▸ **Aim of the exercise**: From the records, pick out and copy each line containing "Please".

▸ **The data**:

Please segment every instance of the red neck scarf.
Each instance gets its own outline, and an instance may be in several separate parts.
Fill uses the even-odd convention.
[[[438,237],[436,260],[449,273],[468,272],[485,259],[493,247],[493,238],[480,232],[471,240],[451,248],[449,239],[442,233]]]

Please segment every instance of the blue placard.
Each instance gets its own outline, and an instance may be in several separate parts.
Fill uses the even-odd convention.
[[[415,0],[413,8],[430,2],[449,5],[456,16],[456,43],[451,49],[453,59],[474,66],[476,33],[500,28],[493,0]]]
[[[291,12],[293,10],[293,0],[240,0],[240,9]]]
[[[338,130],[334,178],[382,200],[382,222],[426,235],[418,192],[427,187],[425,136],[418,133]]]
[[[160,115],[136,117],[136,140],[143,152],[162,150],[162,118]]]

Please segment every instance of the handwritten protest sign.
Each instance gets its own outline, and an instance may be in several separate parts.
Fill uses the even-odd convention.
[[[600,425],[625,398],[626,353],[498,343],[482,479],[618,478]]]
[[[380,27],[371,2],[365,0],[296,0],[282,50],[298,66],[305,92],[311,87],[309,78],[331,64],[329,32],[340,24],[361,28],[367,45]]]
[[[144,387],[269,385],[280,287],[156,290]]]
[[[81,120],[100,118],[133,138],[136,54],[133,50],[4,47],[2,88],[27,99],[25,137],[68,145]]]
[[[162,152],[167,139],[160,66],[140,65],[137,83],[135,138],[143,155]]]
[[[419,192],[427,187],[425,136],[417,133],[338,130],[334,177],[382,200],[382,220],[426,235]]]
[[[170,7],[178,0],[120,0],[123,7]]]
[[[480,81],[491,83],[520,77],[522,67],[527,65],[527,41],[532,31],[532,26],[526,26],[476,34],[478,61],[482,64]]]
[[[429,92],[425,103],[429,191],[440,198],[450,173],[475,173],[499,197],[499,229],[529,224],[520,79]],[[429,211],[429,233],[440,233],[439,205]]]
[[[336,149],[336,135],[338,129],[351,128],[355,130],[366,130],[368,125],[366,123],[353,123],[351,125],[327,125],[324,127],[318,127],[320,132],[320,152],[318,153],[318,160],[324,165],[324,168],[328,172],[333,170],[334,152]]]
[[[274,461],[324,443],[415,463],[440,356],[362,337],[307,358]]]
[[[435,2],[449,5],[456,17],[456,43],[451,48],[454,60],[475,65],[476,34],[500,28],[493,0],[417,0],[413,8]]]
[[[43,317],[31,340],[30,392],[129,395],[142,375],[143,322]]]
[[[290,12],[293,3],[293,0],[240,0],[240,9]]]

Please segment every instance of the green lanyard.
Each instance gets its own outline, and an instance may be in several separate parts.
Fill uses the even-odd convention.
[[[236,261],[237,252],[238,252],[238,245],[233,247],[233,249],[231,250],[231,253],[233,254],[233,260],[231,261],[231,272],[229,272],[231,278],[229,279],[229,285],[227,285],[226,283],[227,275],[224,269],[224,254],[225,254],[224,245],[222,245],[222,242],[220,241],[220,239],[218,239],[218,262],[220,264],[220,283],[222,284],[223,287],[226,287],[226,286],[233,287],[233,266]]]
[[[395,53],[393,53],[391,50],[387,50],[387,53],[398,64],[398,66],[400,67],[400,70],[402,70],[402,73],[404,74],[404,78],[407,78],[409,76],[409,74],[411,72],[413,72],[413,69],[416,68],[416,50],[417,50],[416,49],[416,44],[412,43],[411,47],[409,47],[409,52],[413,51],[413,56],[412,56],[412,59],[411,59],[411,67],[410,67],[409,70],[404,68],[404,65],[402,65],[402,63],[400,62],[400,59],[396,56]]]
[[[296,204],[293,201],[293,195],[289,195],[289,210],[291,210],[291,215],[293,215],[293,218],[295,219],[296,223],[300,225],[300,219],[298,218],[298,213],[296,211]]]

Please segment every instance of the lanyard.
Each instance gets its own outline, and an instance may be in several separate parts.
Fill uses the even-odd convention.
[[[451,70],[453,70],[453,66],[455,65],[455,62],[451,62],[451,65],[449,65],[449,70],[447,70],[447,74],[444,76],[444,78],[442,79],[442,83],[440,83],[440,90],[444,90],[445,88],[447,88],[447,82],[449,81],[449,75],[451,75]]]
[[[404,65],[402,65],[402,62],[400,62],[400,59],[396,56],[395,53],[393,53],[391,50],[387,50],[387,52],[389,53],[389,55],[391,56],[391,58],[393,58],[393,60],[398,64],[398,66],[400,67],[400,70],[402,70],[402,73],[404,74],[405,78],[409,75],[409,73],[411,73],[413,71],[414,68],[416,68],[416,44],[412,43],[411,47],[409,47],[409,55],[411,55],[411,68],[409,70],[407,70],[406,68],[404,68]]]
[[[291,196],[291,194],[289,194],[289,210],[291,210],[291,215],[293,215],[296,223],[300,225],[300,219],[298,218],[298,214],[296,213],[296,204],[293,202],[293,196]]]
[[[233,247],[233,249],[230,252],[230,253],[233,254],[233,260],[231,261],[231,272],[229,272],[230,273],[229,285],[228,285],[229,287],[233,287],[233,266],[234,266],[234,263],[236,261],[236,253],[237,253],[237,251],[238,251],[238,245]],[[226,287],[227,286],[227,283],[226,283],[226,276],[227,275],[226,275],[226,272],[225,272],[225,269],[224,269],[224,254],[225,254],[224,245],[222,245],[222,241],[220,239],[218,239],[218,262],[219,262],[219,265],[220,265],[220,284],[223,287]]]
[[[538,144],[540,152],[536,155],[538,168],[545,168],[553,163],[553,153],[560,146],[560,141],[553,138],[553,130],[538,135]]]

▸ **Solution to this task**:
Please segment every instance of the red neck scarf.
Please segment every instance of the blue placard.
Please segment every instance of the handwritten protest sign.
Please segment every instance of the green lanyard.
Please segment every instance of the lanyard.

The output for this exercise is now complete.